Set down the records that follow exactly and completely.

### MATERIAL TO PROCESS
+ + + +

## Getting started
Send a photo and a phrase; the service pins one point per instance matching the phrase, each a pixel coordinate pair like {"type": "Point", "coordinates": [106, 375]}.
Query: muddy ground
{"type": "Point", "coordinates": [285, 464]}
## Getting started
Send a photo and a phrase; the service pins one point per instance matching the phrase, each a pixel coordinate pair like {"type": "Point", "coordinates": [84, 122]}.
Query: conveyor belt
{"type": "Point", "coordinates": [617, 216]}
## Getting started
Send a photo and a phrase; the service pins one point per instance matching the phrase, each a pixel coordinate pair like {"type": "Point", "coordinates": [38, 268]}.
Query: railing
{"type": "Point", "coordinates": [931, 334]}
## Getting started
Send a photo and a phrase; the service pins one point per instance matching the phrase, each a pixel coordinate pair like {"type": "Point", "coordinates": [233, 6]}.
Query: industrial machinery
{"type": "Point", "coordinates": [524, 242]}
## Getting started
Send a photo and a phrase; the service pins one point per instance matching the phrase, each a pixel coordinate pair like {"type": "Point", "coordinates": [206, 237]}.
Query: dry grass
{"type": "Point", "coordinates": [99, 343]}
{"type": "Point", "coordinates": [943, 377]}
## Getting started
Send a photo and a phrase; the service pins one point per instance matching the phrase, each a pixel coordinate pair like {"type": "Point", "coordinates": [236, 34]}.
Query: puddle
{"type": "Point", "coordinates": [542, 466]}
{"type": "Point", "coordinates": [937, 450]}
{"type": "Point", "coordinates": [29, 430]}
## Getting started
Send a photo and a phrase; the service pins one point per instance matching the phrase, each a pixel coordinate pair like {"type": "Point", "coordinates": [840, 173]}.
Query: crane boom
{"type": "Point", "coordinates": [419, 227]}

+ + + +

### RESULT OF THIS TASK
## Getting started
Send a photo and a phrase; the service pins one point per instance matching the phrase, each a pixel coordinate pair like {"type": "Point", "coordinates": [106, 375]}.
Query: muddy ground
{"type": "Point", "coordinates": [285, 464]}
## Getting started
Send a photo and a phrase; the service pins one point per instance matching the phrase, each a pixel coordinate pair like {"type": "Point", "coordinates": [84, 122]}.
Query: conveyor belt
{"type": "Point", "coordinates": [617, 216]}
## Getting started
Send a photo and a phrase; the service pins one point per instance matching the phrase, each a pixel coordinate pair like {"type": "Point", "coordinates": [38, 268]}.
Query: railing
{"type": "Point", "coordinates": [931, 334]}
## Getting started
Send a photo and a phrase; the service pins one point per instance matching the phrase, each a pixel coordinate pair like {"type": "Point", "coordinates": [233, 6]}.
Query: industrial machinery
{"type": "Point", "coordinates": [524, 242]}
## Getting started
Send a photo and a phrase; the service pins one point per instance matching the phrase, each a pixel coordinate pair like {"type": "Point", "coordinates": [206, 237]}.
Query: dry grass
{"type": "Point", "coordinates": [99, 343]}
{"type": "Point", "coordinates": [943, 377]}
## Getting started
Send a photo and a phrase; the service pins one point per instance matching the phrase, each a pixel coordinate pair like {"type": "Point", "coordinates": [236, 34]}.
Query: puddle
{"type": "Point", "coordinates": [542, 466]}
{"type": "Point", "coordinates": [937, 450]}
{"type": "Point", "coordinates": [29, 430]}
## Getting started
Send a photo and a phrase; the service pins one point per instance matching the phrase, each a pixel coordinate pair like {"type": "Point", "coordinates": [840, 173]}.
Query: crane boom
{"type": "Point", "coordinates": [419, 227]}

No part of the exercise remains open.